• **Stored entries**
______________________________
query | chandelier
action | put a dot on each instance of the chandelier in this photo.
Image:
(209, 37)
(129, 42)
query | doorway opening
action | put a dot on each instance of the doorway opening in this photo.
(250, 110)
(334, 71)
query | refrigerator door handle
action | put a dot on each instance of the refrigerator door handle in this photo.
______________________________
• **WHAT TO WORK ON**
Work out how many lines in the records contain the word "chandelier", and give that number by itself.

• **TASK ANSWER**
2